Reading text:
........

It is not easy for parents to back off and look to connect with their child, rather than try to fix him or her.

So, I asked John Gray if he had any advice to parents that will make this easier to do.

Here is what John said:

One of the greatest challenges, for any parent, (whether our child has special needs or not), is that we are responsible for our child's well-being and successful learning and development.

We always want the best for our children. And part of my philosophy in life is to recognize that all we can do for our children is to provide the conditions and context for them to grow and face the challenges that they came into this world with.

I believe that we all have a personal destiny, and we come into this world with certain gifts and challenges. For many, when given the opportunity to grow and learn despite their limitations, the challenges end up becoming great gifts.

What we can give to our children is a context, a loving support to help them meet and overcome their challenges, to provide what we can so that they can grow and thrive.

........

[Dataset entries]
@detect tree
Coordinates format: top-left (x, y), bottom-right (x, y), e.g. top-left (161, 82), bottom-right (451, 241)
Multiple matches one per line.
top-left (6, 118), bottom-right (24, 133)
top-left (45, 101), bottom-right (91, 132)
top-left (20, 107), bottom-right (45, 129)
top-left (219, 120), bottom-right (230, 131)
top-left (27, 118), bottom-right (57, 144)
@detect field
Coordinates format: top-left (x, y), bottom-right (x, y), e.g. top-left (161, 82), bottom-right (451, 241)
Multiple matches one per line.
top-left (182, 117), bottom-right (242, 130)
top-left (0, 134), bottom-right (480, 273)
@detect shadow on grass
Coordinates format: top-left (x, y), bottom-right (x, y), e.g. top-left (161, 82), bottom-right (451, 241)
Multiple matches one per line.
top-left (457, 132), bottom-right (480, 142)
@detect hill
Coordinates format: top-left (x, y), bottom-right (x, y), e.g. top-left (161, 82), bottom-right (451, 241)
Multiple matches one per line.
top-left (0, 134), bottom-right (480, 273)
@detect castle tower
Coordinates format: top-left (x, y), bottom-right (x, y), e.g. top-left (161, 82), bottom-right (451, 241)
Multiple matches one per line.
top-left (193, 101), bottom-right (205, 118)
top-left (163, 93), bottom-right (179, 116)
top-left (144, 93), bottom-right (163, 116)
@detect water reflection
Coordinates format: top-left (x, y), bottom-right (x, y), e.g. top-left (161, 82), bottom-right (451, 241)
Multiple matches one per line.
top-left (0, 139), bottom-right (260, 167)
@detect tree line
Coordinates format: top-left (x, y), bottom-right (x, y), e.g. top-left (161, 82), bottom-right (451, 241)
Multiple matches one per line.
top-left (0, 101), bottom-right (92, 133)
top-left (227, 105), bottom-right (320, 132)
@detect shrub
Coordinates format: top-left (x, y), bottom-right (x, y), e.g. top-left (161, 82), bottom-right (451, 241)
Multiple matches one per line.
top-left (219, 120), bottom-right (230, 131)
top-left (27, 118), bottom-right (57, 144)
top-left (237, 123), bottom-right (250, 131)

........

Exercise goal: Can you output, word for word, the part of the parenting passage that opens with the words containing "One of the greatest" and closes with "learning and development."?

Reply:
One of the greatest challenges, for any parent, (whether our child has special needs or not), is that we are responsible for our child's well-being and successful learning and development.